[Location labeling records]

——

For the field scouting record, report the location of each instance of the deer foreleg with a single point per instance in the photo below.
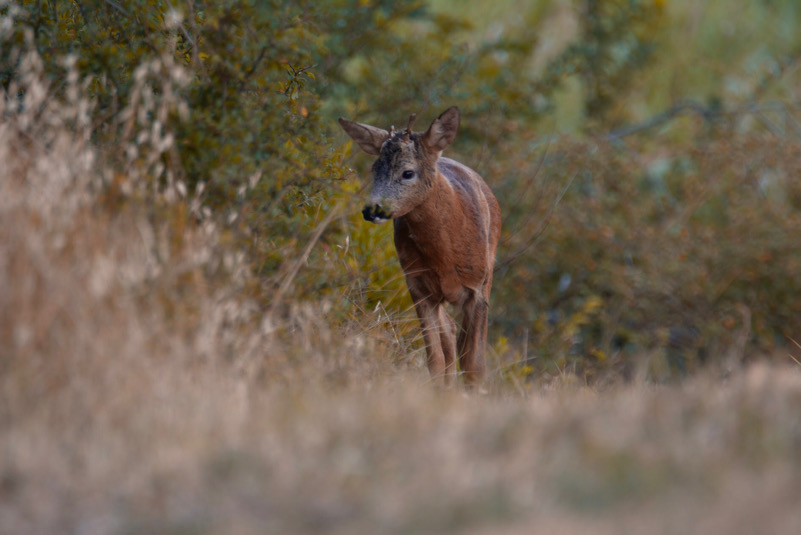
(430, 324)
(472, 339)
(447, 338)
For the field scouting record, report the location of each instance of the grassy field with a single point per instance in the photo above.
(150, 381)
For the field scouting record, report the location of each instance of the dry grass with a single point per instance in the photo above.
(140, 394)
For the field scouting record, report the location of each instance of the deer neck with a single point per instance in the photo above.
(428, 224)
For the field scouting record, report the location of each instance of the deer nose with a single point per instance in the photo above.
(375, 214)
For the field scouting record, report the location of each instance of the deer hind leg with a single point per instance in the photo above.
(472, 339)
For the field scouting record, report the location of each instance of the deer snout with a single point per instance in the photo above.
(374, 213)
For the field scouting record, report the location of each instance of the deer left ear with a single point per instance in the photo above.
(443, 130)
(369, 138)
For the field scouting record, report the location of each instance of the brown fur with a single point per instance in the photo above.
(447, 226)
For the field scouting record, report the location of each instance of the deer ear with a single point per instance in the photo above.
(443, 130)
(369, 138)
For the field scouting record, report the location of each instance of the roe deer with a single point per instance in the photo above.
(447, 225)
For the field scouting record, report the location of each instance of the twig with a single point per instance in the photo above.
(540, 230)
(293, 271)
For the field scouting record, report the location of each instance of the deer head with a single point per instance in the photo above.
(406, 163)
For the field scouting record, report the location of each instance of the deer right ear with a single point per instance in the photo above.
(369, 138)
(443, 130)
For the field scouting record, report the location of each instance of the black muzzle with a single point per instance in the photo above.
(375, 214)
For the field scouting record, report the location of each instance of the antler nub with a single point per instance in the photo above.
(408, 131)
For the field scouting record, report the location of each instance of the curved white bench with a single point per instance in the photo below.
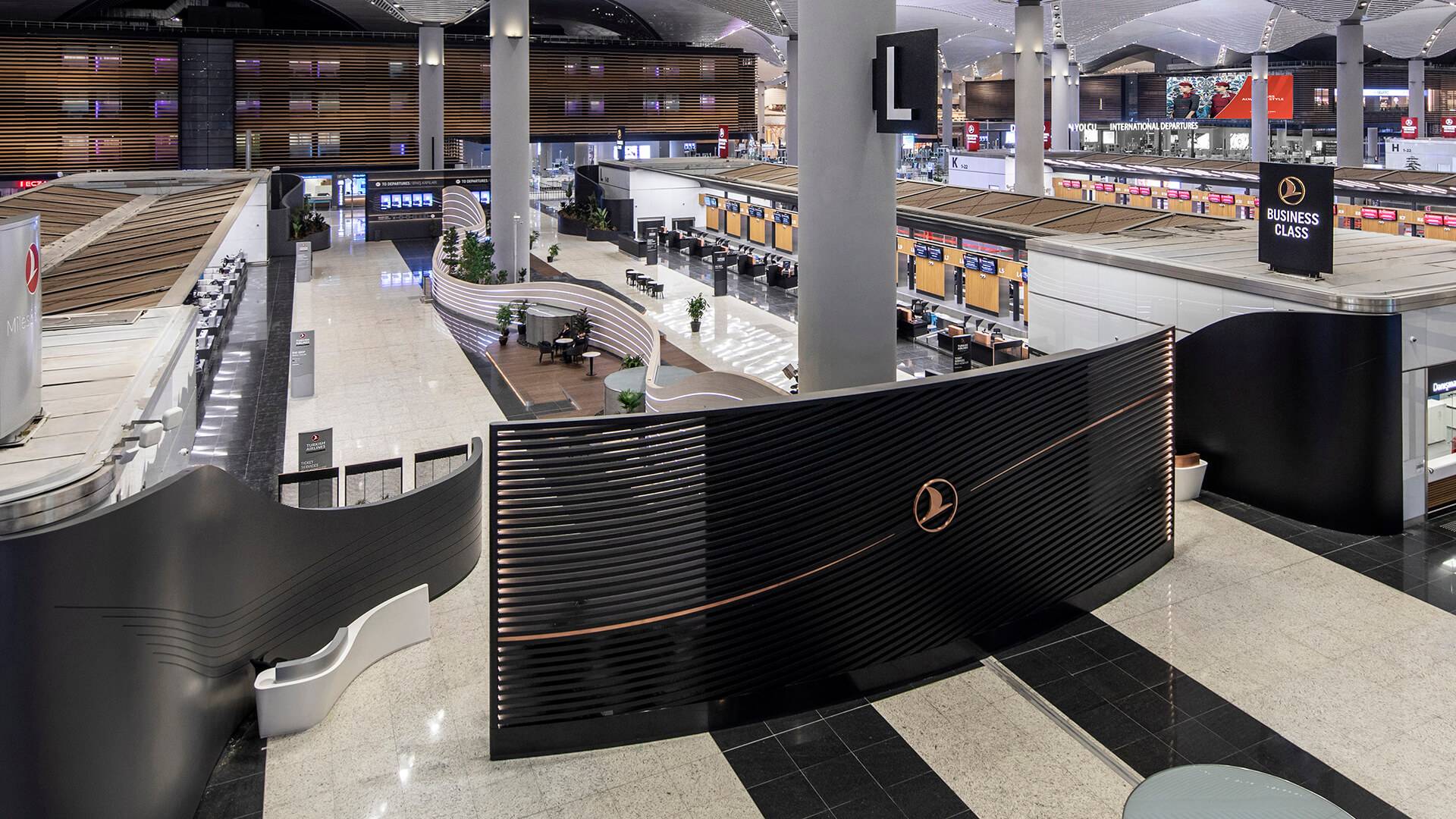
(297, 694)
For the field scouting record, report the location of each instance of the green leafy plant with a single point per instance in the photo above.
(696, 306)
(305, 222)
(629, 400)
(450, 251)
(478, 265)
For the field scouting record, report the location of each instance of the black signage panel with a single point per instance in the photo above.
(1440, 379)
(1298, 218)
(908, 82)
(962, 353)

——

_INSTRUCTION:_
Print only the lines from the line that contains "the deer snout" to the final line of the data, inclusive. Pictures stay out.

_EXERCISE RESULT:_
For the field scouting record, report the location of each instance of the deer snout with a single point per instance in the photo above.
(374, 213)
For the field scouting record, report the location of each instance of the deer left ear with a single point per instance in the photo above.
(443, 130)
(369, 138)
For the field scouting record, report the location of each instance of the brown fur with a single point per instance in the photo above.
(447, 226)
For the field scouting record, report the location of each instance of the deer ear with a single point per instance in the photo above.
(443, 130)
(369, 138)
For the field scouting record, report the location of each instance of the roe deer with a single point per instance in the photo above.
(447, 225)
For the field scouting record, report the location of each instance of the twig with a single point per instance in the photo above.
(540, 230)
(293, 271)
For the field scouting record, report the location of each instance of the deer head with a single point per instance in the photo above.
(406, 163)
For the field scouting record, report the location of each instance of the deer right ear with a single point per instance in the photo above.
(369, 138)
(443, 130)
For the field scouting record, report the location of each instance of the black muzzle with a single point per instance in the photo above.
(375, 214)
For the field scouting record, report the location of each instance of the antler nub with a single point per instance in the photo above.
(408, 131)
For the field scouting record, report the location of each instance of the curved white bench with a single point per instance in the photo below.
(297, 694)
For the field scouting record, report the location of each instance of the green leafy plant with a single point per instance in the photo above.
(696, 306)
(305, 222)
(629, 400)
(450, 251)
(478, 265)
For the field scouting record, report the location of each instance of the black signage panel with a single point per instance in the photo above.
(1440, 379)
(1298, 218)
(908, 82)
(962, 353)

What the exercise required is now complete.